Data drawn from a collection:

----------------------------------------

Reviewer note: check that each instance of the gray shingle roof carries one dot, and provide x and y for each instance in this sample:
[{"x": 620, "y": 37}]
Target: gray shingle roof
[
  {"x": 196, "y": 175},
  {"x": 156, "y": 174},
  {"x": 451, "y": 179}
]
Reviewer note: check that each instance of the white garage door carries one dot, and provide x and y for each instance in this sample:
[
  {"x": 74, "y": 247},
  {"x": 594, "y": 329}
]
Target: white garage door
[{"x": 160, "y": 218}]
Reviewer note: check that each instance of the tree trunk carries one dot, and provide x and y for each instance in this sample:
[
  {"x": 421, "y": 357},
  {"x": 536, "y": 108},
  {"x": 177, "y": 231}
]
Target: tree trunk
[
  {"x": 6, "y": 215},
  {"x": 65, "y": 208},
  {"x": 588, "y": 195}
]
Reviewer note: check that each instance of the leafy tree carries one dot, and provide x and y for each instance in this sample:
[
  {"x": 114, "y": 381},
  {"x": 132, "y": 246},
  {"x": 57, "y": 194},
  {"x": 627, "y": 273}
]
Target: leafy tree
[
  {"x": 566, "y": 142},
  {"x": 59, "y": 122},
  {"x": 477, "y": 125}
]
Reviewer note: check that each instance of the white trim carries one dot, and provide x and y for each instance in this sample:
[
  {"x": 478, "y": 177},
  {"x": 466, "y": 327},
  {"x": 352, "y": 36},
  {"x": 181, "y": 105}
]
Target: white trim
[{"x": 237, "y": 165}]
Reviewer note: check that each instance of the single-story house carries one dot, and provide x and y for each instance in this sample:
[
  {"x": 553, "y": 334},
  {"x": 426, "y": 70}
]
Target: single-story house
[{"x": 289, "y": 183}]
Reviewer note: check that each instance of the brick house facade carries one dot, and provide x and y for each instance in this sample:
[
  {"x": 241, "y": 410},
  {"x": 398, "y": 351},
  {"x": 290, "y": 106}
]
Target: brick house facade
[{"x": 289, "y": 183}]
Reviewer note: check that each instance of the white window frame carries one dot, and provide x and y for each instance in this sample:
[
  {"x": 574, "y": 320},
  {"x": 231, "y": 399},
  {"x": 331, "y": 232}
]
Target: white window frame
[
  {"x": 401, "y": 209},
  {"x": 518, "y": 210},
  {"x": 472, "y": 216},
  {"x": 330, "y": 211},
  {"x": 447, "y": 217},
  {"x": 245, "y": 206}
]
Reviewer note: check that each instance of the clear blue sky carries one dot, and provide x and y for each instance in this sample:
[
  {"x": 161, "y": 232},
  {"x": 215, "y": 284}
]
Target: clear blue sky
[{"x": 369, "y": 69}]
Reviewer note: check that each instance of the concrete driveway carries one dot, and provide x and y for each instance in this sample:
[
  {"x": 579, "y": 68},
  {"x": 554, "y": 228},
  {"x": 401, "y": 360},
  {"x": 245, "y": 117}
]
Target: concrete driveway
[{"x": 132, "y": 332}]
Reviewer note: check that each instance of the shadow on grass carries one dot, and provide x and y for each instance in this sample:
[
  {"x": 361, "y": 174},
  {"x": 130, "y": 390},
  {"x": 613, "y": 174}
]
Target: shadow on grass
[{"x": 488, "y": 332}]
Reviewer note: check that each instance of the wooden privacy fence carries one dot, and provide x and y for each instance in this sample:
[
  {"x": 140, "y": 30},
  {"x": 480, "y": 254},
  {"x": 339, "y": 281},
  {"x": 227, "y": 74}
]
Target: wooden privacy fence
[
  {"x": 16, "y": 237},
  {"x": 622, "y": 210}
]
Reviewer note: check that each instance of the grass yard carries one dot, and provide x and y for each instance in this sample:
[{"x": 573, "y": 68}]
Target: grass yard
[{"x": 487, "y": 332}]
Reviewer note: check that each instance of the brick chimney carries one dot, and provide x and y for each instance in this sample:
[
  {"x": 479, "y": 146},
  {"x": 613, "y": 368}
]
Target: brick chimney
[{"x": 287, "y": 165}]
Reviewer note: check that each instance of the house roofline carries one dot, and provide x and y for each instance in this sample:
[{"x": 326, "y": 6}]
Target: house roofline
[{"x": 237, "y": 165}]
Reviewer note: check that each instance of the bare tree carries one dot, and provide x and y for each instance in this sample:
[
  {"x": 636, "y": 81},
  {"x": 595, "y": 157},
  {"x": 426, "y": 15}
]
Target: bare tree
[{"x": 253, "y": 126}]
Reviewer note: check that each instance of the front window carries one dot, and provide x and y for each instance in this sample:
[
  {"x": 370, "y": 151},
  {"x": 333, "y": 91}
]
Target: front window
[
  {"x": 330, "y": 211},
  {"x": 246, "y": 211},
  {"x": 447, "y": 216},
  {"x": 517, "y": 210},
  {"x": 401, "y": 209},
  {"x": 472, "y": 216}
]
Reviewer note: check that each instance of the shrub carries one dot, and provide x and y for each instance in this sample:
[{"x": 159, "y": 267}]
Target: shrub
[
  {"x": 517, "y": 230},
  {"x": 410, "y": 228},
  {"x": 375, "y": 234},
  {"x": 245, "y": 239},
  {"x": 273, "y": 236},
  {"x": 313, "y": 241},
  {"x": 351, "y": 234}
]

----------------------------------------

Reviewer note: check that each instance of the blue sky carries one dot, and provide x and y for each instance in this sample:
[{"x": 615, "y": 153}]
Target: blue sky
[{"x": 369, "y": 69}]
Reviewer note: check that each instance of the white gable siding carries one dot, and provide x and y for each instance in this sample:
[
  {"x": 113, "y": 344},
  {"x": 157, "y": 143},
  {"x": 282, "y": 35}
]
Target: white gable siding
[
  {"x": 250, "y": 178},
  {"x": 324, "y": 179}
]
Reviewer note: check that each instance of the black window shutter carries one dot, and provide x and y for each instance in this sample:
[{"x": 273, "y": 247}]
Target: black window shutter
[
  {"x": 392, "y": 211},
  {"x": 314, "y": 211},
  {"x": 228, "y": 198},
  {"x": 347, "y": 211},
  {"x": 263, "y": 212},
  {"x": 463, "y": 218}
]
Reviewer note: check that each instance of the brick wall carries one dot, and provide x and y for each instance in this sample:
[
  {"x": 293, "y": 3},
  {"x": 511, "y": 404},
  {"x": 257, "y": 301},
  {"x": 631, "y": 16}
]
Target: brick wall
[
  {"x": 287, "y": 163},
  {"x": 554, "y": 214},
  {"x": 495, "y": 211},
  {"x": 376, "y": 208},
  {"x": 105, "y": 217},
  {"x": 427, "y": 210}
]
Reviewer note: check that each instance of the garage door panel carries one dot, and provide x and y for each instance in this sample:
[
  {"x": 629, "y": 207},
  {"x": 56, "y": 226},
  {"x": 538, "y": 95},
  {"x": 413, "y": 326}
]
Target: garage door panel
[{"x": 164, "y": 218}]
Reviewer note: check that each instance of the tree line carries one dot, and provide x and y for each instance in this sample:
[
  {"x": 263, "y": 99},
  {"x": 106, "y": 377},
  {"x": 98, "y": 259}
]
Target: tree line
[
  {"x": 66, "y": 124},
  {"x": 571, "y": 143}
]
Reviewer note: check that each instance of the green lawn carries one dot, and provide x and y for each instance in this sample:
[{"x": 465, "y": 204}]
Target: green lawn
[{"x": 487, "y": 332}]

----------------------------------------

• _What this task involves_
How many lines in the records above contain the string "gable"? Reply with the number alone.

• _Result_
2